===== SUPPLIED DATA

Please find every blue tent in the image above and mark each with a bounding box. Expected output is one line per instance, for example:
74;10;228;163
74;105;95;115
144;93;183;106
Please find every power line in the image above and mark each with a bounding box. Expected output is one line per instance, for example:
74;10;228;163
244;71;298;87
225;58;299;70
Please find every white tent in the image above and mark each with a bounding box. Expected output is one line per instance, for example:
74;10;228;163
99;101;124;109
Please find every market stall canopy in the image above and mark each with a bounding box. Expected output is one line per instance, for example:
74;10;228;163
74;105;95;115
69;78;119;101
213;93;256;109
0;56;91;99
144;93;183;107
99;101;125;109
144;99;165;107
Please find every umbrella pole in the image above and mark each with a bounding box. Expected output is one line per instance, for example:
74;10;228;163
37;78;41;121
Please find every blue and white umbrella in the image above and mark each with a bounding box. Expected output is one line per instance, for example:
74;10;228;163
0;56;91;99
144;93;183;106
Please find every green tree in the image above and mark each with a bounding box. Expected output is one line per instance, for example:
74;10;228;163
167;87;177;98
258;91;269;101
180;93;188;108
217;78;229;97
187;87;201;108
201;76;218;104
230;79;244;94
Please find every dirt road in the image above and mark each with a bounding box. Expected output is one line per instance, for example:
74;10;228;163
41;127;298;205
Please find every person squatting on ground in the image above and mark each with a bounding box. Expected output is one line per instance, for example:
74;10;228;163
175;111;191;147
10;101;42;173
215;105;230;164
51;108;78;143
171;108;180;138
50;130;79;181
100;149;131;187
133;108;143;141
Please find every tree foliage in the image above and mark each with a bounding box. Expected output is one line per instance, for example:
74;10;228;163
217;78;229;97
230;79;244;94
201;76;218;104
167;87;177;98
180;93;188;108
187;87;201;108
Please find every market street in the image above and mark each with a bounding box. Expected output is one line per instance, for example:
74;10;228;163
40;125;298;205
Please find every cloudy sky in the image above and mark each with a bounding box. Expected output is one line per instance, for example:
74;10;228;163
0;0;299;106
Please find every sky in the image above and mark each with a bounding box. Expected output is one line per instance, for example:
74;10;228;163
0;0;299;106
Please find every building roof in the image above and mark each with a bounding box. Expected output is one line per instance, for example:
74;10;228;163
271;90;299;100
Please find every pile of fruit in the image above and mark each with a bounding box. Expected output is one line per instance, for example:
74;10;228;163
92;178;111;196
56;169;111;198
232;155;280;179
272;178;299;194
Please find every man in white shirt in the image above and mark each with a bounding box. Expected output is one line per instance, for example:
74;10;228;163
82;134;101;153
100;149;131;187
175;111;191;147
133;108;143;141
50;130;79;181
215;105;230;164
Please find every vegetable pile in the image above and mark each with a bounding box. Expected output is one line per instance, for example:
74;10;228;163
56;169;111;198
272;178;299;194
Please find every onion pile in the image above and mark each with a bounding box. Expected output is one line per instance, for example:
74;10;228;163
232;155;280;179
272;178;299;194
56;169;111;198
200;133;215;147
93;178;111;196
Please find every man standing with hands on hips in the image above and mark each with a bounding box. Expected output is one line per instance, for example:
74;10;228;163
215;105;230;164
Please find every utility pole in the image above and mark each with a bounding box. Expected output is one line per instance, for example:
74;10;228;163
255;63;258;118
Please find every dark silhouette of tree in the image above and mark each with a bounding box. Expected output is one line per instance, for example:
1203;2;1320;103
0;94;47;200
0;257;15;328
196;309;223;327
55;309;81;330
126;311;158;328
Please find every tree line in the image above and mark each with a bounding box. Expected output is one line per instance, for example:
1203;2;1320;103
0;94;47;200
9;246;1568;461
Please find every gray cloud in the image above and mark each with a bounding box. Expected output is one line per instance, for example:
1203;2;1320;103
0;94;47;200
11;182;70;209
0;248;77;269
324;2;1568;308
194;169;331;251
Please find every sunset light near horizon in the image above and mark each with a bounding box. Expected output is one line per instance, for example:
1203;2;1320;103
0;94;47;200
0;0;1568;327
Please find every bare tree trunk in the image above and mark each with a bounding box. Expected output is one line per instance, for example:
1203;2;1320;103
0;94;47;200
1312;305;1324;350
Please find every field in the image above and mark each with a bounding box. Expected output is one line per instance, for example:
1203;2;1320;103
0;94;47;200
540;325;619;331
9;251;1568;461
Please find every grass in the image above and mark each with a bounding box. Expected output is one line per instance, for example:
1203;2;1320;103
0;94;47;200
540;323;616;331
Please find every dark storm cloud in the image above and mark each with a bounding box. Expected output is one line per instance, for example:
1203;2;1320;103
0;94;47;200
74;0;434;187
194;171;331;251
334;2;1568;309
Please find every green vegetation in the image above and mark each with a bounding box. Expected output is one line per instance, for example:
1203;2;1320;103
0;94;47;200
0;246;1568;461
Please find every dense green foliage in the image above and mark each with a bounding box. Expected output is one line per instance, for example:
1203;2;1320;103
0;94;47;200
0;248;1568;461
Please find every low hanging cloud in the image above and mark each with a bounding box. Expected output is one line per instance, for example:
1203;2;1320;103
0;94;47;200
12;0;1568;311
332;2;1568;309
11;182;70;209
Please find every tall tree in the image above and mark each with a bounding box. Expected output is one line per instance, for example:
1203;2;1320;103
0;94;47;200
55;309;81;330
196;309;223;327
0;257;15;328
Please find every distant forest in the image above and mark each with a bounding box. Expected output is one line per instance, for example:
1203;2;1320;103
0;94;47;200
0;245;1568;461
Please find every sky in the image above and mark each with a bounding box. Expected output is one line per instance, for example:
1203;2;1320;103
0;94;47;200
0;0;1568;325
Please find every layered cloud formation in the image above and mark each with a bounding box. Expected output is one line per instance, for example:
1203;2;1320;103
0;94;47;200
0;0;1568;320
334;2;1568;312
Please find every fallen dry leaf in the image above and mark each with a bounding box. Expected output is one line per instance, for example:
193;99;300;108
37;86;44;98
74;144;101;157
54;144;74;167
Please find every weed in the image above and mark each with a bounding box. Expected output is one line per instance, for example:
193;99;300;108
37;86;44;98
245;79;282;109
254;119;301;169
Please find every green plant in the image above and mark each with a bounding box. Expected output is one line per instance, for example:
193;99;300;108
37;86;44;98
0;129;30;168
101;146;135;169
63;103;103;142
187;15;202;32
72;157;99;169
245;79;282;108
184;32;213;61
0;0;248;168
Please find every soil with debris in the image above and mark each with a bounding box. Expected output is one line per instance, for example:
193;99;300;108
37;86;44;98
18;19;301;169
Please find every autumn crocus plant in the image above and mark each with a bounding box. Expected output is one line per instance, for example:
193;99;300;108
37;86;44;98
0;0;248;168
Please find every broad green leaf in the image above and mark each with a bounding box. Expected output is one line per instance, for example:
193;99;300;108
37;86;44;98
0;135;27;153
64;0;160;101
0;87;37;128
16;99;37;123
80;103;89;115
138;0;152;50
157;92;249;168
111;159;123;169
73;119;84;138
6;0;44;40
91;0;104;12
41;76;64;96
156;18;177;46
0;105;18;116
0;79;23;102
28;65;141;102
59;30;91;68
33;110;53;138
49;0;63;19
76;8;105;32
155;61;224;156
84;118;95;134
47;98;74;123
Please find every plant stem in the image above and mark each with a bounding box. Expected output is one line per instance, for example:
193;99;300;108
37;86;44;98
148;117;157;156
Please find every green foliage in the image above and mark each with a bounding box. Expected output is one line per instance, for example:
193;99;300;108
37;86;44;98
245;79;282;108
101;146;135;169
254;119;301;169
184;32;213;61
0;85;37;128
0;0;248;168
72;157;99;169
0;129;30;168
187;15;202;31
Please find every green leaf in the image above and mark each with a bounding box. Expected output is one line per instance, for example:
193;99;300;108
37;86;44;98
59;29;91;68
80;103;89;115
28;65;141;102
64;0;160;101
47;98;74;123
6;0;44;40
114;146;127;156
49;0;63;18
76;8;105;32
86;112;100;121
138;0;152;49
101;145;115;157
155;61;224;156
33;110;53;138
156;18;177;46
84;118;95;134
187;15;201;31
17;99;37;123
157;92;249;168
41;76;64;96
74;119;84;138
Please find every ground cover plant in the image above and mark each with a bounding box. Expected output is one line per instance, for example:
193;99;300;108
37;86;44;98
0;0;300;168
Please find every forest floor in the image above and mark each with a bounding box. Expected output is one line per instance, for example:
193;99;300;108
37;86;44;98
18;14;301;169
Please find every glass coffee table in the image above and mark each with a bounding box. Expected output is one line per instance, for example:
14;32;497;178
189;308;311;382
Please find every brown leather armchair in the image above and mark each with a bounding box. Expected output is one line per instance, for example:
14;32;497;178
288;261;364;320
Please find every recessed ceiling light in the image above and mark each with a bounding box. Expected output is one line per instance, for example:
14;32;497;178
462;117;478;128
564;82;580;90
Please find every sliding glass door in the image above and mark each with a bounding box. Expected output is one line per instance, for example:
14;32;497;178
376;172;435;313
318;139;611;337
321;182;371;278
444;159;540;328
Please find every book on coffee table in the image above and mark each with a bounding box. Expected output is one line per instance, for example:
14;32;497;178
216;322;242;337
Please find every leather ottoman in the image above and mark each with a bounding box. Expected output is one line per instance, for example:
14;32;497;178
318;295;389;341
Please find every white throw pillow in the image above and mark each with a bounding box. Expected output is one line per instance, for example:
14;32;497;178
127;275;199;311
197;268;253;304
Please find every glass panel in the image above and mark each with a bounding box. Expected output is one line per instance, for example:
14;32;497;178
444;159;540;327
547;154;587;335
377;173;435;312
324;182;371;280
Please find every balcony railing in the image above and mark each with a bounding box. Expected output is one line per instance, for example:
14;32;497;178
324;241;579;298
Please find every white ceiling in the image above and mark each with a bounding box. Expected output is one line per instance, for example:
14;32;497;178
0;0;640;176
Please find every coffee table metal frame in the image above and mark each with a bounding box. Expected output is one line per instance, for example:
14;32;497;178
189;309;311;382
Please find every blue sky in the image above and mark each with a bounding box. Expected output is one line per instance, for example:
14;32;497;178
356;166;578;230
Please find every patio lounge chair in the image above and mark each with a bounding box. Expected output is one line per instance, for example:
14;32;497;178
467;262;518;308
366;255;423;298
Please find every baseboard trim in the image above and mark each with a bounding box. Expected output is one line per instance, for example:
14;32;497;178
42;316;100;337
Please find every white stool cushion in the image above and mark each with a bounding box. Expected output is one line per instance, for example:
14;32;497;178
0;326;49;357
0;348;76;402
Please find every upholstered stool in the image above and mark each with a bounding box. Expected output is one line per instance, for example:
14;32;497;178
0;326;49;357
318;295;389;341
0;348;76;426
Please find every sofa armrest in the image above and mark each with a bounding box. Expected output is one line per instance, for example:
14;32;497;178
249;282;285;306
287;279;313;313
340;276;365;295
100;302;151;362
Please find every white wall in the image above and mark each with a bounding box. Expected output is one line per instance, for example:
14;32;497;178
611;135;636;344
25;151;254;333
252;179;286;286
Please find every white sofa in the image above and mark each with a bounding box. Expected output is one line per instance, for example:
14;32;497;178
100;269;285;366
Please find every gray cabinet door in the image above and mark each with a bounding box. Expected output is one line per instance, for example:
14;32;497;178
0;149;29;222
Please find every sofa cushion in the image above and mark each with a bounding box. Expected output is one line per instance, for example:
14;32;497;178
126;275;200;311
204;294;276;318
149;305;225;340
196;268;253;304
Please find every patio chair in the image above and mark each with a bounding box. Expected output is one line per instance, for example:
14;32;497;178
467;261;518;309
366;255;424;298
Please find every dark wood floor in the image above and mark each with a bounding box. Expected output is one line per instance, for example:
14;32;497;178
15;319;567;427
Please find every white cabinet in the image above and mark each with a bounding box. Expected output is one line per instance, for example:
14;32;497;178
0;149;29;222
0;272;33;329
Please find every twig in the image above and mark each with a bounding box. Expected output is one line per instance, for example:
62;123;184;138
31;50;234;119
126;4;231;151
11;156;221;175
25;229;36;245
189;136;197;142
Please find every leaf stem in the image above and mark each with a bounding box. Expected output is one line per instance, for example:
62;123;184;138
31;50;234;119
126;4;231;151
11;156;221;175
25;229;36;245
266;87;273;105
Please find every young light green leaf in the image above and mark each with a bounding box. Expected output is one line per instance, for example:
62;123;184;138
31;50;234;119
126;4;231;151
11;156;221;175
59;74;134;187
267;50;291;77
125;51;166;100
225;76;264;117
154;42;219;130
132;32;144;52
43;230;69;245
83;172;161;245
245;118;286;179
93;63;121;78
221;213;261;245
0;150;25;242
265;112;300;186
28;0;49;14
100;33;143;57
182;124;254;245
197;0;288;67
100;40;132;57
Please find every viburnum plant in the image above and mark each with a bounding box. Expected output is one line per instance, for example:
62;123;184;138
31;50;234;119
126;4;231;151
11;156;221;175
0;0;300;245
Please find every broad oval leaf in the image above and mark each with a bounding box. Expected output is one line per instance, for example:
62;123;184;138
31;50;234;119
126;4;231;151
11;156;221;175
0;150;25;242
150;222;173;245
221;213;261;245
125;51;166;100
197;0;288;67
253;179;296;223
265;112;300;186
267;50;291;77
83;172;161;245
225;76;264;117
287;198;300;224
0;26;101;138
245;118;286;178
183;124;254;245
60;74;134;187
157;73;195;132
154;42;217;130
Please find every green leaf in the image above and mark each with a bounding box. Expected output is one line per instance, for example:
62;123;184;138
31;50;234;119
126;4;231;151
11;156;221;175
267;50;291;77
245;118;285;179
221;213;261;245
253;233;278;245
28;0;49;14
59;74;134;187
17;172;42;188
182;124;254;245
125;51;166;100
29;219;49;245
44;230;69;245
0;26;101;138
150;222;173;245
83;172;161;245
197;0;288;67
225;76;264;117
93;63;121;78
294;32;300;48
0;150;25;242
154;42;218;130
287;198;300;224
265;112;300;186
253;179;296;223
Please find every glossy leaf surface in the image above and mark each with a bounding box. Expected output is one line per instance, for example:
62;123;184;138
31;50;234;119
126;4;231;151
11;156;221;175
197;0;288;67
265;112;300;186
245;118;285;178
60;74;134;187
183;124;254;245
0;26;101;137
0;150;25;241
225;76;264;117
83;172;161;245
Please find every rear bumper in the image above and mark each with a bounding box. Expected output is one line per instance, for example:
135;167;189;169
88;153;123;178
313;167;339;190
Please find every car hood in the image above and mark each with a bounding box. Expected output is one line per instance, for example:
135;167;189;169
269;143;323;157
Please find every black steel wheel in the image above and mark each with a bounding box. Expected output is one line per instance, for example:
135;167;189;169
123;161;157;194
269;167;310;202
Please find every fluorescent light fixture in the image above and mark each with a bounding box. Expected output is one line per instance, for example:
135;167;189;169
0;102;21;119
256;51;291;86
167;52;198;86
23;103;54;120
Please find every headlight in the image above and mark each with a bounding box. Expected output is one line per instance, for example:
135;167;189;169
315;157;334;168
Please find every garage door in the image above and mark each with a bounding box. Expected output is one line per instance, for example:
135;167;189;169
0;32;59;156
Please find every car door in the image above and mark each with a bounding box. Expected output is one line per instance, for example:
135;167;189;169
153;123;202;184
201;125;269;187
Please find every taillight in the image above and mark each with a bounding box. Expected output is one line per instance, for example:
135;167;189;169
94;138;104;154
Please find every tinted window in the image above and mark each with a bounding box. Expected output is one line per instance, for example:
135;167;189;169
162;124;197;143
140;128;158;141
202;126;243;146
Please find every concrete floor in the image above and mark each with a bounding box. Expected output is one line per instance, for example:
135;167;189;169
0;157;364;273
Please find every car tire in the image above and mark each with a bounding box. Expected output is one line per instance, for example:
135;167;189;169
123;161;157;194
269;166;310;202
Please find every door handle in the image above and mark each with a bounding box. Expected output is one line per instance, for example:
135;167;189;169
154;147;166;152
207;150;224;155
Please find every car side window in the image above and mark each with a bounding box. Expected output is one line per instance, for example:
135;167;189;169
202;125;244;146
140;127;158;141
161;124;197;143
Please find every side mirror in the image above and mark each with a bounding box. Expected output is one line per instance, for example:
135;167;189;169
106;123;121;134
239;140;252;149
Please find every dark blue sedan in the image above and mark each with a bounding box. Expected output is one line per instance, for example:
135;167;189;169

==========

WHAT IS EXPECTED — Print the listing unchanged, starting at the line that contains "Please find every taillight" and ending at the final line of the listing.

ANSWER IN FULL —
Please find every taillight in the image above and mark each with a bounding box. Expected output is one line per instance, for example:
135;167;189;169
94;138;104;154
Please find every tinted window in the image above and mark each with a bounding box. Expected output is one line per instance, for example:
135;167;189;169
162;124;197;143
140;128;158;141
202;126;243;146
Please find every concrete floor in the image above and mark each with a bounding box. Expected output is one line per instance, for example:
135;167;189;169
0;157;364;273
Please find every car tire in the image above and mark each with a bounding box. Expected output is one line per instance, for example:
135;167;189;169
123;161;157;194
269;166;310;202
Please find every door handle in the image above and mark each with a bounding box. Expected output is one line per instance, for example:
135;167;189;169
154;147;166;152
207;150;224;155
Please find every car side window in the image above and mark each with a bounding box. Expected output is one line per instance, for example:
135;167;189;169
202;125;244;146
140;127;158;141
161;124;197;143
Please find every side mirror in the image above and mark each with a bounding box. Expected output is one line per instance, for example:
135;167;189;169
106;123;121;134
239;140;252;149
Please find every dark blue sedan in the image above and mark each with a bounding box. Expected output is one line per instance, for example:
135;167;189;169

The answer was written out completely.